= Tasks to complete =
1. In the Eagle Twin profile, swap "drummer" for "percussionist" and give back the part that opens with the words "Eagle Twin is an" and closes with "into overtone singing.".
2. Write the next part of the Eagle Twin profile, picking up after its final sentence.

= Document passage =
:::::

- Origin: Salt Lake City, Utah
- Genres: Doom metal, sludge metal, drone metal
- Years active: 2007–present
- Labels: Southern Lord
- Members: Gentry Densley, Tyler Smith
- Website: eagletwin.com

= Eagle Twin =

American metal band

Eagle Twin is an American metal band formed in Salt Lake City, Utah, by singer/guitarist Gentry Densley and drummer Tyler Smith. Eagle Twin's music could be broadly classified as doom metal or sludge metal, but also touches on progressive rock, blues rock, jazz fusion and psychedelic rock, featuring lengthy instrumental passages and Densley's gruff, half-chanted vocals, which occasionally veer into overtone singing.

==Background==
Unlike Gentry Densley's previous band Iceburn, which explored a fusion of punk rock, metal, jazz, classical music and free improvisation, Eagle Twin is more directly rooted in heavy metal traditions, particularly the focus upon the guitar riff. When asked what shaped the Eagle Twin sound, Densley replied:

Well, a lot of it comes from "the riff" and the whole tradition of "the riff". It's something that I've become more conscious of – from Page and Iommi, down through people like Wino – the whole idea of people channelling "the riff". I'm also interested in myths and mythology and the creation of myths, the scale of the universal consciousness and how these same stories pop up over the years – the whole idea of collective memory and looking at riffs the same way; the real language of "the riff". I also wanted to do more story telling so there are probably influences from a lot of blues artists and also a lot of Mahavishnu influences; harmonically, I just started thinking about putting some more of that in, and there are elements of fusion jazz as well.

:::::

= Image location labeling entries =
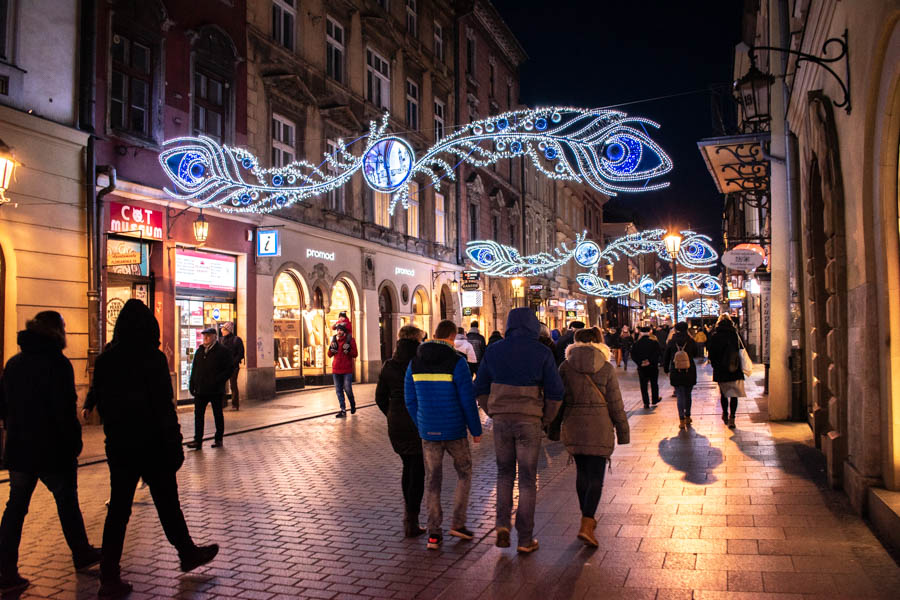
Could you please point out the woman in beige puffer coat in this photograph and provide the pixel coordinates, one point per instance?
(593, 409)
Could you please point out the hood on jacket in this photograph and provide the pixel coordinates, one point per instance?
(587, 358)
(521, 322)
(406, 350)
(32, 341)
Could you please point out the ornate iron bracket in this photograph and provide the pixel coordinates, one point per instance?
(822, 61)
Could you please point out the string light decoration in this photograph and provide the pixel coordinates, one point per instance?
(701, 307)
(605, 149)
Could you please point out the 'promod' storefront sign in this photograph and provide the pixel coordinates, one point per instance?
(134, 220)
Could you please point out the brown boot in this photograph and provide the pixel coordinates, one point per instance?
(586, 534)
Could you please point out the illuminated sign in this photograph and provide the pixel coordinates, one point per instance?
(134, 220)
(310, 253)
(268, 242)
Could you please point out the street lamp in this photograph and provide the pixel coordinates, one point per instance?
(673, 245)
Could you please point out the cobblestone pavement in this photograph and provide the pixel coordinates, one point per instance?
(312, 509)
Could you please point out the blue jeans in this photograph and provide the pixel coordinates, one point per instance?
(517, 442)
(683, 398)
(344, 383)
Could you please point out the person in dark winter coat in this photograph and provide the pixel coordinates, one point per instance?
(402, 430)
(440, 399)
(39, 413)
(212, 367)
(518, 386)
(565, 340)
(683, 380)
(235, 345)
(132, 391)
(723, 349)
(592, 408)
(342, 352)
(645, 354)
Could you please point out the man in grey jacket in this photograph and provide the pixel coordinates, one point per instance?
(519, 386)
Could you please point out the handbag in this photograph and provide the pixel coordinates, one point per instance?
(746, 363)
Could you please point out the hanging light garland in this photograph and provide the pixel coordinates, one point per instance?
(605, 149)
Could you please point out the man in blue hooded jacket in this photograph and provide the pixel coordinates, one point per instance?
(440, 399)
(518, 385)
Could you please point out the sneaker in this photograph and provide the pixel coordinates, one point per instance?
(462, 532)
(13, 583)
(88, 559)
(114, 589)
(503, 537)
(199, 556)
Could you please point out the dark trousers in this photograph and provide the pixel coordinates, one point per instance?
(235, 392)
(200, 402)
(64, 487)
(589, 474)
(413, 482)
(651, 375)
(164, 490)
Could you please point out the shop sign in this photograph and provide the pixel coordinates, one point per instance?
(742, 260)
(134, 220)
(205, 270)
(474, 299)
(268, 242)
(311, 253)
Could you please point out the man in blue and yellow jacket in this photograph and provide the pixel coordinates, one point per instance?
(440, 399)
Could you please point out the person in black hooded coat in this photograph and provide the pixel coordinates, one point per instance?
(402, 430)
(132, 391)
(38, 409)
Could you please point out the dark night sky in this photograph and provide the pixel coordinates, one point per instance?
(595, 53)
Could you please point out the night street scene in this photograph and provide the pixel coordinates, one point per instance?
(450, 299)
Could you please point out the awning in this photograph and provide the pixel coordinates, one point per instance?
(736, 162)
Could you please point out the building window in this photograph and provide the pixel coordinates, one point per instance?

:::::

= Results for each task =
1.
Eagle Twin is an American metal band formed in Salt Lake City, Utah, by singer/guitarist Gentry Densley and percussionist Tyler Smith. Eagle Twin's music could be broadly classified as doom metal or sludge metal, but also touches on progressive rock, blues rock, jazz fusion and psychedelic rock, featuring lengthy instrumental passages and Densley's gruff, half-chanted vocals, which occasionally veer into overtone singing.

2.
Eagle Twin's debut album, The Unkindness of Crows, was released in 2009 by Southern Lord Records. A loose concept album presenting a creation myth based on folklore and mythology about crows, the album's liner notes state "We extend apologies for our shameless fleecing of dead poets, native myths, mormon hymns, japanese haikus, Upton Sinclair, and especially Ted Hughes." Hughes's 1970 collection Crow was a key inspiration for the album. Gentry Densley said:

I work in a jail library. I work in the jail giving people books, I'm the librarian. We used to have a copy of Ted Hughes’ The Crow. It's a book of poems. He was poet laureate in Britain before he died, married to Sylvia Plath who wrote some awesome poems as well and The Bell Jar. I picked that up and the language of the poems would always suggest the music to me, the rhythm would give me riff ideas, and it came from that as well, but the lyrical ideas started meaning more to me and it seems like he takes all sorts of world myths and biblical things and imposes onto his crow character. I thought that was really interesting that you could take these universal myths and embody them into one character, just show how it all connects. So that started to interest me a lot more and so I started using the crow as my own variation on that character. Making up my own stories about him and stuff.

Critic Gregory Heaney of Allmusic gives the album four-out-of-five stars, writing, "While not necessarily for the masses, The Unkindness of Crows is a solid experience for anyone looking for something that plays with the [doom/sludge metal] genre in an interesting, and powerfully noisy, way." Critic Daren Cowan rates the album at seven out of ten: "Each track relates a dark, cerebral sound with psychedelic undertones [...] Densley’s voice brings a unique aspect to the album. Due to the length of each track and the album’s plodding nature, The Unkindness of Crows requires a certain mood to digest, but should fit followers of Southern Lord’s classic catalogue quite well."

Their second album, The Feather Tipped The Serpent's Scale, was released by Southern Lord on August 28, 2012. Densley said that the album differs from the band's debut in that it has a "more specific arc for the overall album and narrative. We ended up with the birds burning in their battle with the sun, turning into snakes. We wanted to eventually evolve the reptilian back to the avian in the end. To us it was just an extension of our previous methodology with more emphasis on transformation or progression".

==Line-Up==
- Gentry Densley - vocals, guitars
- Tyler Smith - drums

==Discography==
===Albums===
- The Unkindness of Crows (2009)
- The Feather Tipped the Serpent's Scale (2012)
- The Thundering Heard (2018)

===Splits===
- Split with Night Terror (2009)
- Split with Pombagira (2010)
- Legends Of The Desert: Vol. 4 with The Otolith (2024)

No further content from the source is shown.